-- REQUEST --
Convert the lines below into a Markdown table with the columns "Row" and "Text", leaving out blank lines. Start at the line containing "Accessibility service: describe the location of woman's" and end after the line containing "79,285 -> 104,309", including both.

▼

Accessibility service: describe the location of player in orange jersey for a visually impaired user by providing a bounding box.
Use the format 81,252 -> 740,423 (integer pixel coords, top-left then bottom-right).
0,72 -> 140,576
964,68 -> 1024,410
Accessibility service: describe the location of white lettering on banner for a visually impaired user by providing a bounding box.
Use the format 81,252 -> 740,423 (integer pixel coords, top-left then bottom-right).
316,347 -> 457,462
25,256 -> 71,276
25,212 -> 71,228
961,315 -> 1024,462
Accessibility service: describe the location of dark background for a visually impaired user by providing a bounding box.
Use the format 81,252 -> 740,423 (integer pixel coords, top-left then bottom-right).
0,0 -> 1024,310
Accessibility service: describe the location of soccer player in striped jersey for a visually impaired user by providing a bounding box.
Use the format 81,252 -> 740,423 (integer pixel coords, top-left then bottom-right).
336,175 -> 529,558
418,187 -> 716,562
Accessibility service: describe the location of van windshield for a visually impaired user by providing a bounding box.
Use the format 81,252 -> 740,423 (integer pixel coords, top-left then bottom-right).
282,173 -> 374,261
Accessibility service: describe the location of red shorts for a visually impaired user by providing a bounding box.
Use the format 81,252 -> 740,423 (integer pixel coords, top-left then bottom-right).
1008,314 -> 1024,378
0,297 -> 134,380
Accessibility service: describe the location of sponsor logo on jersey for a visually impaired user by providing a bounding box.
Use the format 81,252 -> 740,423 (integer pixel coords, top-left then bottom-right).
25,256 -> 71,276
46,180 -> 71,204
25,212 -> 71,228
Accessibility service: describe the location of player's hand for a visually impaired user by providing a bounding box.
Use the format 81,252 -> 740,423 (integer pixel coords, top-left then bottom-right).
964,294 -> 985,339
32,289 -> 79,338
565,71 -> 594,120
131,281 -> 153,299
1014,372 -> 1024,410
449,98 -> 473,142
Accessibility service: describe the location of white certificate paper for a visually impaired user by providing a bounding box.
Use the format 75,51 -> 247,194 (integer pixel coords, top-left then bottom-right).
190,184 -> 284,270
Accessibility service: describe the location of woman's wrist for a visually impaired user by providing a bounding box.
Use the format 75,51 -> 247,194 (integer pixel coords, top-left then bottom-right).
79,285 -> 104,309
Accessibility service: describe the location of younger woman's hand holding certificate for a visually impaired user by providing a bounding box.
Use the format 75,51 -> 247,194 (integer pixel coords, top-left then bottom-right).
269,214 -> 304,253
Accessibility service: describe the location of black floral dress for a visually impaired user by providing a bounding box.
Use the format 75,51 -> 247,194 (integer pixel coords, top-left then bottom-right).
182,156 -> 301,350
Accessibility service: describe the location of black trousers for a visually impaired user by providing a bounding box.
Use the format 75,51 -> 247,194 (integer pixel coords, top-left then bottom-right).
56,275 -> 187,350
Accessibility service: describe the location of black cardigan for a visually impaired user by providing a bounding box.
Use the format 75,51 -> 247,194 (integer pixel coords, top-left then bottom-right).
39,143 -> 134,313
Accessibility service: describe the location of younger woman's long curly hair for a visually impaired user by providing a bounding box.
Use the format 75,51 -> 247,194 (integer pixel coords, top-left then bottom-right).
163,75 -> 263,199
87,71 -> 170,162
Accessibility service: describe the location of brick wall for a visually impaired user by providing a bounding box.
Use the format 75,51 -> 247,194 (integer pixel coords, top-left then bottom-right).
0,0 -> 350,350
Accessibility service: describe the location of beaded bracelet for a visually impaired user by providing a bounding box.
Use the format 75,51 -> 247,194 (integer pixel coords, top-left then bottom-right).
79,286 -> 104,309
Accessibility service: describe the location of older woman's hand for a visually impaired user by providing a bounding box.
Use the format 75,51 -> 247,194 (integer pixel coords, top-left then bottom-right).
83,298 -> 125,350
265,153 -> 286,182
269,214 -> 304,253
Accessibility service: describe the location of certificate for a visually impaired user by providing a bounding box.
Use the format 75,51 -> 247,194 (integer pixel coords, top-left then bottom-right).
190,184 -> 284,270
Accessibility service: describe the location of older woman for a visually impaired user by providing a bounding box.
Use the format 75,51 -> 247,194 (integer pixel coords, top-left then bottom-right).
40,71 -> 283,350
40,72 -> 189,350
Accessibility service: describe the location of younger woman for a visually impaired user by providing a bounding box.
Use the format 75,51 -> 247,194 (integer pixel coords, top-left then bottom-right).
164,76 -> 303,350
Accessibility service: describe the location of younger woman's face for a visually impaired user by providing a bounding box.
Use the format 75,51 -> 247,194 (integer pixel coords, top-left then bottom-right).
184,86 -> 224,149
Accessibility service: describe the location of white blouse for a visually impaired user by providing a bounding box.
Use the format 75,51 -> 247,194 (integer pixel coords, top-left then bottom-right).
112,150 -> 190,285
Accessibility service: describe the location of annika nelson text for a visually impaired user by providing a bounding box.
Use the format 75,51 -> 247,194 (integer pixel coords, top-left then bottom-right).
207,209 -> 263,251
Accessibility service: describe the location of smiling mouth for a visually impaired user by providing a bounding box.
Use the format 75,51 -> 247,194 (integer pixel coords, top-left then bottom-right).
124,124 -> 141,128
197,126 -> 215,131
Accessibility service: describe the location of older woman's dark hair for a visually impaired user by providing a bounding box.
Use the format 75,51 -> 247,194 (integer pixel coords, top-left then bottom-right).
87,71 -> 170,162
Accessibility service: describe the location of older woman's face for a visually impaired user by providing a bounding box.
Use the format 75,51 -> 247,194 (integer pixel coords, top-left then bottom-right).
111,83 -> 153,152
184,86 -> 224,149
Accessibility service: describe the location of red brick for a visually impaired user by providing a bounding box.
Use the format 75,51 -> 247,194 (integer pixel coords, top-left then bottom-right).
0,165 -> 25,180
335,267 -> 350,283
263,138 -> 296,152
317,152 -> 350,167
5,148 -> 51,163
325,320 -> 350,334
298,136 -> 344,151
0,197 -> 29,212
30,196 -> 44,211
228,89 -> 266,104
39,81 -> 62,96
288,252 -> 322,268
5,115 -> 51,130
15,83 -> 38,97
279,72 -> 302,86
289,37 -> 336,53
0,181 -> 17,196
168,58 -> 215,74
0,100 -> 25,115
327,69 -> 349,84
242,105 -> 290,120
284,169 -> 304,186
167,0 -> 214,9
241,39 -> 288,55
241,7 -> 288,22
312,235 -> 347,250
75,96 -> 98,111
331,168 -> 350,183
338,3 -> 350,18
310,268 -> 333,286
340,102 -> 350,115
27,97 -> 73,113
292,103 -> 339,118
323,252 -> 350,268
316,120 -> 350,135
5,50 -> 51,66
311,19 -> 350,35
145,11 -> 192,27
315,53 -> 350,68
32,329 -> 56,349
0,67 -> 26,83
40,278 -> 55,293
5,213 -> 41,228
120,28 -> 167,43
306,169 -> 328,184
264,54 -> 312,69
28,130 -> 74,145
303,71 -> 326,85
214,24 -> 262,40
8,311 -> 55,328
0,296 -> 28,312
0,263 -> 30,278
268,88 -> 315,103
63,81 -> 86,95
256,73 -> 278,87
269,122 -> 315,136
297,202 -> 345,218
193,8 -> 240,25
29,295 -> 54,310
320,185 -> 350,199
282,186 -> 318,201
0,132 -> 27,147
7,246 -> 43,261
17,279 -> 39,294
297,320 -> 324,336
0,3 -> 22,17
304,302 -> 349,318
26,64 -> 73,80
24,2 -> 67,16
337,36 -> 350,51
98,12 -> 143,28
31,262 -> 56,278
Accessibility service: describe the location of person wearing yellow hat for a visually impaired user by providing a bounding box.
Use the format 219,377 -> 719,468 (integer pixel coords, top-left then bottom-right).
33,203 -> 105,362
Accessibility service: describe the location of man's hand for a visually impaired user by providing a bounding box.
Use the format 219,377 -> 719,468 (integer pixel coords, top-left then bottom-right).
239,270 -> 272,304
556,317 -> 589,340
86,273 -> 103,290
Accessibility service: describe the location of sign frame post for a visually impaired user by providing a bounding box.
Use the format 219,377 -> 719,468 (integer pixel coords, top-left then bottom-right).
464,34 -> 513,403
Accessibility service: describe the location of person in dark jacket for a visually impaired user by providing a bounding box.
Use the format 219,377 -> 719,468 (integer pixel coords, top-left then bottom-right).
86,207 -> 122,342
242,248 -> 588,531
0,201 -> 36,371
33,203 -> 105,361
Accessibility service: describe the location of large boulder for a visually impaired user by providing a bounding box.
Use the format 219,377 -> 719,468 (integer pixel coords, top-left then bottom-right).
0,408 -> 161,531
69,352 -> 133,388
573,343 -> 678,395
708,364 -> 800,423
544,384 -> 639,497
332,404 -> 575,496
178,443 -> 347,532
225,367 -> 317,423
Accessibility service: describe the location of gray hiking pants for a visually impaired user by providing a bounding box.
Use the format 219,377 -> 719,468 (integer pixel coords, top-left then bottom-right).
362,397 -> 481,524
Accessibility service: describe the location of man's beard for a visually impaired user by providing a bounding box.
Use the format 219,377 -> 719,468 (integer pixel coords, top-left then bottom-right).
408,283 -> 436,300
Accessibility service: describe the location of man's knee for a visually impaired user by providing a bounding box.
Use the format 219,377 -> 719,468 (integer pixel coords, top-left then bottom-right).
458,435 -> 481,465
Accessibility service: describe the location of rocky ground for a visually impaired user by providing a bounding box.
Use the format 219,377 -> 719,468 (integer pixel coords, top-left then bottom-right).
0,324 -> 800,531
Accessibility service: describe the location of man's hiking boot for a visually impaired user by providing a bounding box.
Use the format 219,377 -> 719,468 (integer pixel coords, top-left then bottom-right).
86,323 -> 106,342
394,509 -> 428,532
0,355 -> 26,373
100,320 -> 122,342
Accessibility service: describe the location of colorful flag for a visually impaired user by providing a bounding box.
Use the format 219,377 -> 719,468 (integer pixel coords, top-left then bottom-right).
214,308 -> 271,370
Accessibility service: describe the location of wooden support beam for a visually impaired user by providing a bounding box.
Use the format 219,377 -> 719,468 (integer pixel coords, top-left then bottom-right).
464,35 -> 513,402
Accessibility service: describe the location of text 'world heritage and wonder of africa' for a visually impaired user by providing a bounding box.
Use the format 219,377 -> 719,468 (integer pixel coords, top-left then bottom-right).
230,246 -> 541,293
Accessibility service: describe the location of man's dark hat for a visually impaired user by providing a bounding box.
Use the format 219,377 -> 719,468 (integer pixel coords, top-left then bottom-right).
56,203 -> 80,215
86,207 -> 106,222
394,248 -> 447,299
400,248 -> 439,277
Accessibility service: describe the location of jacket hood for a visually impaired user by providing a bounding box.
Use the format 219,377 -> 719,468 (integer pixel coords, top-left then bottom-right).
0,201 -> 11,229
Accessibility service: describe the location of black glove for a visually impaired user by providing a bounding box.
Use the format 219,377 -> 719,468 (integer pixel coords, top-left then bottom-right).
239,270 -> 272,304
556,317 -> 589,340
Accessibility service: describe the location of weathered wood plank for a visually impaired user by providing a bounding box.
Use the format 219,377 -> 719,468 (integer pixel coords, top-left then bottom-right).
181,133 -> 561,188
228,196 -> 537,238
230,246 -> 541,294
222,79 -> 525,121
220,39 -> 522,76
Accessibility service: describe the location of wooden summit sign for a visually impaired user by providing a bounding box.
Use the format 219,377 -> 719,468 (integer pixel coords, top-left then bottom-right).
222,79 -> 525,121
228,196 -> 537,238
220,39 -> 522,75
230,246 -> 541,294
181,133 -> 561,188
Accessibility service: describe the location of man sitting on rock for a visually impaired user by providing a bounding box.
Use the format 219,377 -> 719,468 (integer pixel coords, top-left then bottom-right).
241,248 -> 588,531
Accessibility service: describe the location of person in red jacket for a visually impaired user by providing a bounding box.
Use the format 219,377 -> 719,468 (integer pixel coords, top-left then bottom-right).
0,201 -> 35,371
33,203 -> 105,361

▲

-- SOLUTION FOR THIS TASK --
| Row | Text |
|---|---|
| 1 | Accessibility service: describe the location of woman's wrist for a visually impaired user by providing a bounding box. |
| 2 | Use the format 75,51 -> 247,194 (integer pixel coords, top-left then bottom-right). |
| 3 | 79,285 -> 104,309 |